[PROVIDED PASSAGE — start]
Re: [Linux-ha-dev] Ordering of OCF Start, Stop and Monitor actions

2007-03-20 Thread Serge Dubrouski

On 3/20/07, Doug Knight [EMAIL PROTECTED] wrote:


 Hi Alan,
 I've had some time to try to implement the OCF script for the PostgreSQL
WAL file forwarding configuration, and I still am having some issues. The
main issue is how do I set up an OCF script that allows the process to run
on both servers, one process in a starting mode ingesting transferred WAL
files, the other in an accessible mode allowing database access and
forwarding WAL files to the standby (right now the different states are
determined within the OCF script by looking for the existence of a
recovery.conf file, which indicates the starting, standby side)? What I'm
trying to figure out is how to tell HA that it needs to start the standby
process and monitor it.


You can have an additional OCF parameter that controls state of the
resource. But you'll need to have something external to set that
parameter into the right state depending on the state of the cluster.



 I've started looking at the multi-state configurations, but the
documentation isn't completely clear. Can you expand on it? I'd like
something similar to the answers you gave for the monitor, stop, and start
functions (when do they/can they get invoked, on which node, etc). One
specific area of the multi-state config I have a question about is how to
tell HA which server has the master role when first starting up the
resource. Any additional info would be great.


On this check this thread:
http://lists.linux-ha.org/pipermail/linux-ha/2007-March/023646.html


 Thanks,
 Doug




 On Wed, 2007-03-14 at 19:59 -0600, Alan Robertson wrote:
 Doug Knight wrote:
 Yes, Thanks Alan. Let me digest it, and walk through my OCF script. I'll
 see if I have any other questions after that.

 Thanks for getting back to me.

 Doug

 On Wed, 2007-03-14 at 11:41 -0600, Alan Robertson wrote:
 Doug Knight wrote:
  Hi All,
  I currently am running a two node cluster (host1 and host2) with
version
  2.0.8. I have a resource defined with a place constraint of #uname eq
  host1, so that it will start on host1 (using an OCF RA script,
  including all of the required methods). The resource itself has
  target_role set to stopped.
 
  Question 1: Is the monitor method called regularly on both nodes to
make
  sure the resource is not running?
[PROVIDED PASSAGE — finish]
• **WHAT YOU WILL DO**:
**a.** Answer these questions about the Linux-HA thread on OCF action ordering:
(i) The existence of which file does the OCF script check to decide which state the process is in?
(ii) Which version is the two-node cluster running?
(iii) What is target_role set to for the resource placed on host1?
**b.** Carry on the Linux-HA thread about ordering OCF start, stop and monitor actions from its final line.
None of the items matter here.
[EXTRACTED MATERIAL — start]
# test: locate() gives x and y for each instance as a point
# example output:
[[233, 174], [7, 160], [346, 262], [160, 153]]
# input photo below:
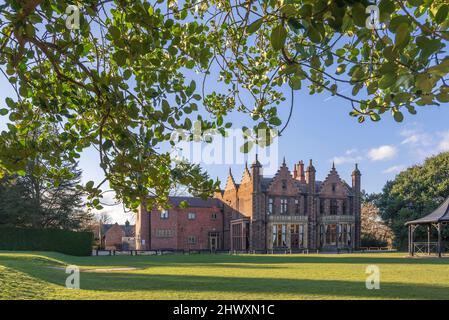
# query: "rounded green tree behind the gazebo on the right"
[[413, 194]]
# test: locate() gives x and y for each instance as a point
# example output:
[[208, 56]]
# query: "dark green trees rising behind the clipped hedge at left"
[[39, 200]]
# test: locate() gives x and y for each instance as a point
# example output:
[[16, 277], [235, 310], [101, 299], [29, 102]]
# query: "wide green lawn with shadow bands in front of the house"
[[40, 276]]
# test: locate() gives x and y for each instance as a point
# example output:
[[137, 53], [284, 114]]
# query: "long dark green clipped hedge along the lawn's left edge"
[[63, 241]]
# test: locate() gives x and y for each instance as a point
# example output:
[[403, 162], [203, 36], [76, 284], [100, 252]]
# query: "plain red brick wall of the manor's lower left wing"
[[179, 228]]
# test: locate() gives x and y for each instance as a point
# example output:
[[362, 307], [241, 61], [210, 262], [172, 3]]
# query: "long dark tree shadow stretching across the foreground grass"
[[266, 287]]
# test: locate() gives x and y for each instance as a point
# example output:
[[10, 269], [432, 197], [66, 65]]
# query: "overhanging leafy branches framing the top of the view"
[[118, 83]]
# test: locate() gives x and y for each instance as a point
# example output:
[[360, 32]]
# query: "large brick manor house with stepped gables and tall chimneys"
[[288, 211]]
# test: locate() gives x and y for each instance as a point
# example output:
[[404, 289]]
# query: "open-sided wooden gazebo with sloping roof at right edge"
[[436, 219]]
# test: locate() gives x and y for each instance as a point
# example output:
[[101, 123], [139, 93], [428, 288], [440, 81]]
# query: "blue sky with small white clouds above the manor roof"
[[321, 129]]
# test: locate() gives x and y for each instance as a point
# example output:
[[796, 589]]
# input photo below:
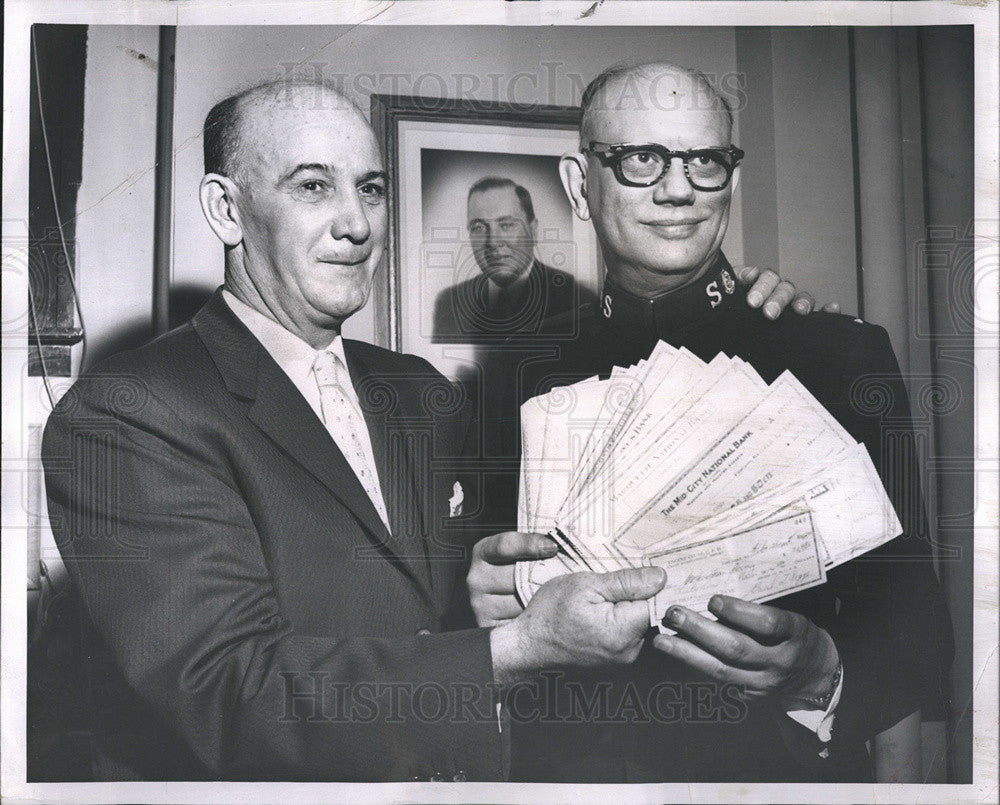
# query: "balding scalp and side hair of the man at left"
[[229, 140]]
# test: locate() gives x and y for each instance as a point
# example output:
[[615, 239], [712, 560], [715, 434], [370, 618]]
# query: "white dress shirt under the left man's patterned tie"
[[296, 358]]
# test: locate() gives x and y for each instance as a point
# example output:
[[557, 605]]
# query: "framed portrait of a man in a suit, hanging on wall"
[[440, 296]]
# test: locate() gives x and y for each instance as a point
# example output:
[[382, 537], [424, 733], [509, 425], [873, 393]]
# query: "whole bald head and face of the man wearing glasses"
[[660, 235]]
[EXTRACTED MATERIAL — finish]
• **ANSWER LIST**:
**a.**
(i) recovery.conf
(ii) 2.0.8
(iii) stopped

**b.**
 No. It is called on every node when we first start up (we call it a
 probe operation). If you ask us to, we will run it periodically to
 ensure that a running copy continues to run.

 You can also manually request to run this initial probe again to catch
 errors made by system administrators (but I don't know of anyone who
 does that).


  Next, I change the target_role to started (i.e. I use the GUI and
  click the start button).
 [Better yet, use the outline start button]

  Question 2: What is the order of OCF methods called to bring up the
  resource? Is Monitor called before Start on host1? Does Stop and/or
  Monitor ever get called on host2?

 Monitor gets called when we first start up on every node.
 It also get called repeatedly on any node that we think is running it --
 if you ask us to monitor the resource.

  Resource is up and running on host1, and I decide to move the resource
  to host2. I click the constraint and change it to #uname eq host2.
The
  resource stops on host1 and starts on host2.
 
  Question 3: Same idea, what are the sequence of method calls to migrate
  the resource from host1 to host2?

 In the past...
 monitor every resource on every node once to see what's already
 running
 start on some node
 monitor periodically on some node (if requested)

 Request to move resource arrives...
 stop monitoring on some node (if it had been requested)
 stop resource on some node
 start resource on some other node
 monitor periodically on some other node (if requested)

  I'm trying to thoroughly understand the sequence of events that occurs
  for each phase in support of the Postgres WAL file forwarding
  configuration I posted last week ([Linux-HA] Two node cluster with
  Postgres in WAL file fwding mode, started March 1).


Let me offer this caveat:

Monitor might be called at any time.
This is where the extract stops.